> Problem details
Can you output the items below line for line, unchanged, leaving out the pictures?

--- BEGIN Data extract ---

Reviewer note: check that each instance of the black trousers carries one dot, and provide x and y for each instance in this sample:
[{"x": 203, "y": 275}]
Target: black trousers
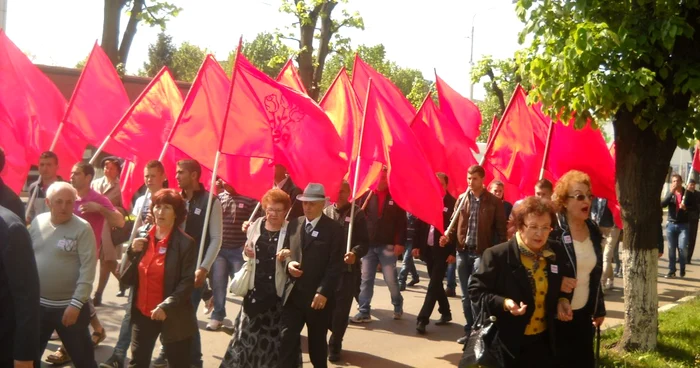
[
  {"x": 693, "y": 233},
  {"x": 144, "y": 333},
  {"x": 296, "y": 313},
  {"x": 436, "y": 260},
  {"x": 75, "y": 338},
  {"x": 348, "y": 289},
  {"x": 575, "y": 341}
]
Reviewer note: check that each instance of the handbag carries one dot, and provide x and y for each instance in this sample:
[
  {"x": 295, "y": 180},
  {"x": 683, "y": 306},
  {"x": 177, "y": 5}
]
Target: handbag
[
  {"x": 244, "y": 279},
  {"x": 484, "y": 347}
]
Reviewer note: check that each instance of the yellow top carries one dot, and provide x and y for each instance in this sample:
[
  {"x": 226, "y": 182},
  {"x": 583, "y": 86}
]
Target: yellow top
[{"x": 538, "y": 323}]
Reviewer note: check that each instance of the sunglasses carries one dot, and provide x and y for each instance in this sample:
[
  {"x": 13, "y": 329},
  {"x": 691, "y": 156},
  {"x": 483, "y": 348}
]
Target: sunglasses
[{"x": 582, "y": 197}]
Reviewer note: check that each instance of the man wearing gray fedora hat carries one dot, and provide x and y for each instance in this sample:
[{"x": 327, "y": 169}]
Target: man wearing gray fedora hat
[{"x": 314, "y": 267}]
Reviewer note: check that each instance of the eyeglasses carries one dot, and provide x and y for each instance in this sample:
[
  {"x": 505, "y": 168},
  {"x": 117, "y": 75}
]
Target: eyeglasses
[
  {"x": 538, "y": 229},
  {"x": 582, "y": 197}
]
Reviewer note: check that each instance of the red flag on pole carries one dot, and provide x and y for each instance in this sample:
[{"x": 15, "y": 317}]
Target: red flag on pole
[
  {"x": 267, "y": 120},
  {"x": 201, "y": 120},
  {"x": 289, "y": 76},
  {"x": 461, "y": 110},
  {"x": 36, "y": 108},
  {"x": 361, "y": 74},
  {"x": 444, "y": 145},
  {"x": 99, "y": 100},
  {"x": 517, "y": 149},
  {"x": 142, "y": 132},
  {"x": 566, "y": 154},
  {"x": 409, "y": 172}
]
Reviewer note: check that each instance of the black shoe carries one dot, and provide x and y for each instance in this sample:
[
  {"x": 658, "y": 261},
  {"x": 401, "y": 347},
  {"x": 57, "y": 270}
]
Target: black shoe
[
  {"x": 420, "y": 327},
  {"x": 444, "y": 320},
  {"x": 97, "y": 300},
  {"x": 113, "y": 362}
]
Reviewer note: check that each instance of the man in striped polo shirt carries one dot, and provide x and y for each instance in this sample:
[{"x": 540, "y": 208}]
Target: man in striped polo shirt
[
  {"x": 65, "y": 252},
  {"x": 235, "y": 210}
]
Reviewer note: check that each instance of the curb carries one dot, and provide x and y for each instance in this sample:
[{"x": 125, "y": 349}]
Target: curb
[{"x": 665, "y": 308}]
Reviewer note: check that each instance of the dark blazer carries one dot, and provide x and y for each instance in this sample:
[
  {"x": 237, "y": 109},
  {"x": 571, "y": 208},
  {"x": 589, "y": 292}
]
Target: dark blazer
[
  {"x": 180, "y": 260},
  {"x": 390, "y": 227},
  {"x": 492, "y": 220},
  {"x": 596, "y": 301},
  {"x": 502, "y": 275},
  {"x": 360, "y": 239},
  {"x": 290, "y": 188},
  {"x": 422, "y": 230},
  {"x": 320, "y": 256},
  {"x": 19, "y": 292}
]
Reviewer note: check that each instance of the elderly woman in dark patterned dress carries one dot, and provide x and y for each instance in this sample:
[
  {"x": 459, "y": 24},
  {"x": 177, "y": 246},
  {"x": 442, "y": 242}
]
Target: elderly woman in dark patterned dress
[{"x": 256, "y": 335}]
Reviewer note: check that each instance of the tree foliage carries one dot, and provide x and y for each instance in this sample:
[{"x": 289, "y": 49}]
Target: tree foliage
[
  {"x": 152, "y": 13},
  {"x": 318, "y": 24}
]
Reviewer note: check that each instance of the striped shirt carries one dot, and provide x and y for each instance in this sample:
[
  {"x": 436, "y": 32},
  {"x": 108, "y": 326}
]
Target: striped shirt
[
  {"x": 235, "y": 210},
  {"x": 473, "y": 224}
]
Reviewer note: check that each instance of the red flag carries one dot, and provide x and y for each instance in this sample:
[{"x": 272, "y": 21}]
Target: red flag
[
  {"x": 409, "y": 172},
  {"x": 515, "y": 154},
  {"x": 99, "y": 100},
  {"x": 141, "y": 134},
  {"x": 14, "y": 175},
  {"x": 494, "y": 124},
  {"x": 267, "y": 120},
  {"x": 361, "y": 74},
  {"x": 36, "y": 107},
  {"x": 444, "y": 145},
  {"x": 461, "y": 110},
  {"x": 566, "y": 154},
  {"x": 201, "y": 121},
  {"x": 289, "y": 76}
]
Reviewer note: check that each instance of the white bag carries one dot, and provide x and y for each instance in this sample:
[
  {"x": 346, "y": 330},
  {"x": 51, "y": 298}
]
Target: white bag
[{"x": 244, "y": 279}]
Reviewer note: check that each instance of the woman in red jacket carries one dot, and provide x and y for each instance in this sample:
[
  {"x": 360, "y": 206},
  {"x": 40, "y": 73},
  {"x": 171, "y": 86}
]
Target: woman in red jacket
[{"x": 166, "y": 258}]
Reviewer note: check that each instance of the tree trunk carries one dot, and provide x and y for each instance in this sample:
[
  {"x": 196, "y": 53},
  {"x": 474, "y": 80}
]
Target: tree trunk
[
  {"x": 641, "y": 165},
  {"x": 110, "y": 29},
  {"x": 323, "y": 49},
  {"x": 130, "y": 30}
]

--- END Data extract ---

> Result of this exercise
Reviewer note: check that each instance of the black trousers carries one dot, and provide x and y for each instance in this sample:
[{"x": 203, "y": 275}]
Target: black trousers
[
  {"x": 693, "y": 233},
  {"x": 144, "y": 333},
  {"x": 296, "y": 313},
  {"x": 436, "y": 260},
  {"x": 75, "y": 338},
  {"x": 348, "y": 289},
  {"x": 575, "y": 341}
]
Reviewer note: check that each instance of the handbag carries one dot, and provide x and y for each instance in this sample:
[
  {"x": 295, "y": 180},
  {"x": 683, "y": 306},
  {"x": 177, "y": 5}
]
Target: handbag
[
  {"x": 244, "y": 279},
  {"x": 484, "y": 347}
]
Reviewer note: check that each instance of the yellow top carries one dot, and provide x and y for each instance in this sample:
[
  {"x": 226, "y": 182},
  {"x": 583, "y": 86}
]
Target: yellow top
[{"x": 538, "y": 323}]
Reviewer note: check that each instance of the sunglasses carries one dot, and provide x and y for each instance in this sample:
[
  {"x": 13, "y": 329},
  {"x": 691, "y": 156},
  {"x": 483, "y": 348}
]
Target: sunglasses
[{"x": 582, "y": 197}]
Reviewer note: check that each instance of the man wearing gray fedora hat carries one dot, and provide x and y for each instance in this sample:
[{"x": 327, "y": 169}]
Target: man wearing gray fedora hat
[{"x": 314, "y": 267}]
Reviewer note: check that each instance of the eyeglasses carries one dot, and provide x and y for each instance in this sample:
[
  {"x": 505, "y": 168},
  {"x": 117, "y": 75}
]
Target: eyeglasses
[
  {"x": 538, "y": 229},
  {"x": 582, "y": 197}
]
Reviewer note: check that each instance of the red flag on pole carries one dot, and provide x and y for each instance in this sample:
[{"x": 15, "y": 317}]
Target: red flag on pole
[
  {"x": 267, "y": 120},
  {"x": 201, "y": 120},
  {"x": 289, "y": 76},
  {"x": 461, "y": 110},
  {"x": 36, "y": 108},
  {"x": 361, "y": 74},
  {"x": 444, "y": 145},
  {"x": 99, "y": 100},
  {"x": 517, "y": 149},
  {"x": 142, "y": 132},
  {"x": 566, "y": 154},
  {"x": 409, "y": 172}
]
Reviewer note: check that each instance of the black shoe carries one dot, and provide x and y for each instance in this sample:
[
  {"x": 658, "y": 261},
  {"x": 401, "y": 347},
  {"x": 57, "y": 270}
]
Target: black shoe
[
  {"x": 420, "y": 327},
  {"x": 444, "y": 320},
  {"x": 97, "y": 300},
  {"x": 113, "y": 362}
]
Reviewer note: check that each instance of the man in striped polo shirt carries one dot, and provide x and y for each instance in this sample:
[{"x": 540, "y": 208}]
Target: man in striped polo shirt
[
  {"x": 65, "y": 252},
  {"x": 235, "y": 210}
]
Reviewer note: check that each instance of the curb carries one dot, and provide x and y for each instance in this sample:
[{"x": 125, "y": 349}]
Target: curb
[{"x": 665, "y": 308}]
Reviewer note: check that each instance of the dark blazer carries one dot, and provide x and y for each instance in this sample:
[
  {"x": 237, "y": 109},
  {"x": 571, "y": 208},
  {"x": 589, "y": 292}
]
Target: dark blazer
[
  {"x": 180, "y": 260},
  {"x": 390, "y": 227},
  {"x": 492, "y": 220},
  {"x": 596, "y": 301},
  {"x": 502, "y": 275},
  {"x": 360, "y": 239},
  {"x": 290, "y": 188},
  {"x": 422, "y": 230},
  {"x": 320, "y": 256},
  {"x": 19, "y": 292}
]
Reviewer note: check that each instance of the elderly woman in dark patterned dress carries one dot, and provide x and y for each instance in this sample:
[
  {"x": 459, "y": 24},
  {"x": 177, "y": 246},
  {"x": 442, "y": 242}
]
Target: elderly woman in dark patterned dress
[{"x": 256, "y": 335}]
Reviewer note: check that each instance of the tree foliage carries one dot, and provide x and y for each instance in this sample:
[{"x": 289, "y": 49}]
Target: tree foliage
[
  {"x": 152, "y": 13},
  {"x": 318, "y": 24}
]
Reviewer note: check that each instance of the striped shirt carries one dot, and provide x and y for each instance in this sample:
[
  {"x": 436, "y": 32},
  {"x": 108, "y": 326}
]
Target: striped shirt
[
  {"x": 235, "y": 210},
  {"x": 473, "y": 224}
]
Reviewer note: check that each instance of the red flag carries one dot, and provide x and y for each instance in this sample:
[{"x": 272, "y": 21}]
Target: red flag
[
  {"x": 409, "y": 172},
  {"x": 515, "y": 154},
  {"x": 99, "y": 100},
  {"x": 141, "y": 134},
  {"x": 14, "y": 175},
  {"x": 494, "y": 124},
  {"x": 267, "y": 120},
  {"x": 361, "y": 74},
  {"x": 36, "y": 107},
  {"x": 444, "y": 145},
  {"x": 461, "y": 110},
  {"x": 566, "y": 154},
  {"x": 201, "y": 121},
  {"x": 289, "y": 76}
]
Reviewer note: check that each instance of the white bag carries one dot, and provide x and y for each instance in this sample:
[
  {"x": 346, "y": 330},
  {"x": 51, "y": 298}
]
Target: white bag
[{"x": 244, "y": 279}]
Reviewer note: check that each instance of the woman in red jacket carries one dot, and provide x and y for each instance in this sample:
[
  {"x": 360, "y": 206},
  {"x": 40, "y": 73},
  {"x": 171, "y": 86}
]
Target: woman in red jacket
[{"x": 166, "y": 258}]
Reviewer note: check that each instance of the tree trunk carries one dot, and provide x and y for each instance in this sample:
[
  {"x": 196, "y": 53},
  {"x": 474, "y": 80}
]
Target: tree trunk
[
  {"x": 641, "y": 165},
  {"x": 110, "y": 29},
  {"x": 323, "y": 49},
  {"x": 130, "y": 30}
]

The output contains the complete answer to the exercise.